|(1)||Neurology Department, Hospitais da Universidade de Coimbra, Praceta Mota Pinto, 3000-075 Coimbra, Portugal|
|(2)||Faculty of Medicine, University of Coimbra, Pólo das Ciências da Saúde, Azinhaga de Santa Comba, Celas, 3000-354 Coimbra, Portugal|
|(3)||Psychological Evaluation Department, Faculty of Psychology and Educational Sciences, University of Coimbra, Rua do Colégio Novo, Apartado 6153, 3001-802 Coimbra, Portugal|
Received: 20 August 2009 Revised:9 November 2009 Accepted:12 November 2009 Published online: 25 November 2009
The Montreal Cognitive Assessment (MoCA) is a cognitive screening instrument created with the purpose of overcoming some of the insufficiencies of the Mini-Mental State Examination (MMSE). The MoCA evaluates more cognitive areas and is comprised of more complex tasks as compared with the MMSE, which makes it a more sensitive instrument in the detection of Mild Cognitive Impairment (MCI), a state that often progresses to dementia. In this study we performed an analysis of the psychometric and diagnostic properties of the Portuguese experimental version of the MoCA in a clinical sample of 212 subjects with MCI and several dementia subtypes in a memory clinic setting. Additionally, we performed a Confirmatory Factor Analysis (CFA) to assess the MoCA's latent factorial structure. In a clinical population, the MoCA is a valid and reliable instrument with good psychometric properties, revealing high sensitivity in identifying MCI and dementia patients who generally score within the normal range on the MMSE. By using the parcels method, CFA results showed very good/excellent adjustment indexes. The practical implications of this CFA study allow us to propose a two factor model factorial structure for the MoCA: a first factor designated MEMORY, which includes memory, language and orientation subtests (the latter being closely correlated with the former), and a second factor designated ATTENTION/EXECUTIVE FUNCTIONS, comprised of attention, executive functions and visuospacial abilities tasks.

────

● **EXERCISE**: In the MoCA abstract, how many subjects made up the clinical sample?

────

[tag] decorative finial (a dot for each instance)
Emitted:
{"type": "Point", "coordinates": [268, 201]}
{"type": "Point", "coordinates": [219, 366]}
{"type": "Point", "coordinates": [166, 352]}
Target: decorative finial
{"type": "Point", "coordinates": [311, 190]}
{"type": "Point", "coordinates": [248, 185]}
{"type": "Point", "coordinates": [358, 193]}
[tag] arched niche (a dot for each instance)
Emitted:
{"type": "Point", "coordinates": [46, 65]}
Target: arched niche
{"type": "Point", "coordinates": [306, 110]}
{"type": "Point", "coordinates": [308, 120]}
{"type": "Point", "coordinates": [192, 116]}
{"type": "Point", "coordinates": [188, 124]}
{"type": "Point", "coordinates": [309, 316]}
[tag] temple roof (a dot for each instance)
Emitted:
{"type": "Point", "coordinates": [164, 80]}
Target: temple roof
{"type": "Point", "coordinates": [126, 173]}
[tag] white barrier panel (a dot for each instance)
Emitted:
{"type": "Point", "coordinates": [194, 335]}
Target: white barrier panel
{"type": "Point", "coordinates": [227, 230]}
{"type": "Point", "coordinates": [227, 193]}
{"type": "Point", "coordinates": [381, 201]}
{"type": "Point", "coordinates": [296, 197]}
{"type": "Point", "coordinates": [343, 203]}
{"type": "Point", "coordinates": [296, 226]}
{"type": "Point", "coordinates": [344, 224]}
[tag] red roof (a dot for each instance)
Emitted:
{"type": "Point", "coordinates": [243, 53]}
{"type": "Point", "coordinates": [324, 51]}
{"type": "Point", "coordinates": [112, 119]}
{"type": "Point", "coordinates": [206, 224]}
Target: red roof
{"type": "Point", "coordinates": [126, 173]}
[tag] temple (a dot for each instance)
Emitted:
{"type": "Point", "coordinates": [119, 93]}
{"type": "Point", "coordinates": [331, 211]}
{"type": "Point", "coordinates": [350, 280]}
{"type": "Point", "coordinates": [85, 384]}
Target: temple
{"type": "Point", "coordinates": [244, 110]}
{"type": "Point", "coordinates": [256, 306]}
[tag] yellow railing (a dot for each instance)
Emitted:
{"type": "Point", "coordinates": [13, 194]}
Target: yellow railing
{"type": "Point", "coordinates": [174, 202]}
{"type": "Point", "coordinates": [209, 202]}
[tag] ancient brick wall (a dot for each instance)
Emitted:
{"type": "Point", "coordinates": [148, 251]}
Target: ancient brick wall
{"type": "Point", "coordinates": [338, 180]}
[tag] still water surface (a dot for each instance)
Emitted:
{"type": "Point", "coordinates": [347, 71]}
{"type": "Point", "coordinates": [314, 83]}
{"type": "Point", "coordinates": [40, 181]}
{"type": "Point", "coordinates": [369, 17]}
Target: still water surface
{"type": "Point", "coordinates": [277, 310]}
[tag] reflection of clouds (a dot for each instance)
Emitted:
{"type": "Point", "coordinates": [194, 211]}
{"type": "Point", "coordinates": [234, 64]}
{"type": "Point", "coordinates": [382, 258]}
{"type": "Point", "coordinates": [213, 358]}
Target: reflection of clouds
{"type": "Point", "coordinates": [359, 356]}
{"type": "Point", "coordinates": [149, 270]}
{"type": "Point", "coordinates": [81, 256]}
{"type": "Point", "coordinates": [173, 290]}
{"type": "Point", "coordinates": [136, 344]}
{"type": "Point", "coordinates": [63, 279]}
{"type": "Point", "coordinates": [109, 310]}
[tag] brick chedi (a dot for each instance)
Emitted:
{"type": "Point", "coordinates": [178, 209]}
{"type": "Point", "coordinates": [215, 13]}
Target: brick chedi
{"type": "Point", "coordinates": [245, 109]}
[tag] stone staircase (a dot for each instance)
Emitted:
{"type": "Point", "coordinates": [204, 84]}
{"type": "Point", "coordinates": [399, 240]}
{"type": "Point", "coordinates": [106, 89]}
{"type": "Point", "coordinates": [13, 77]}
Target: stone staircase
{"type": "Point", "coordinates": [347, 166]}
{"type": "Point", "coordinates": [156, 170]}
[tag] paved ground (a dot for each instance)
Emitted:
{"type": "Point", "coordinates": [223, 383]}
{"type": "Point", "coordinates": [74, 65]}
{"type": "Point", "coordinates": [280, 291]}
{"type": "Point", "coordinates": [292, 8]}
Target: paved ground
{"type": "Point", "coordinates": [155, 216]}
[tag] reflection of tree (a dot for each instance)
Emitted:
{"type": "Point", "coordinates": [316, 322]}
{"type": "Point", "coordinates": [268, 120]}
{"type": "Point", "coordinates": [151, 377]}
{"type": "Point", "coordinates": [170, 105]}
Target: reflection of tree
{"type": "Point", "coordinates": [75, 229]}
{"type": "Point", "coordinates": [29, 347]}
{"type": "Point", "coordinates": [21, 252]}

────

● **SOLUTION FOR THIS PROBLEM**: 212 subjects with MCI and several dementia subtypes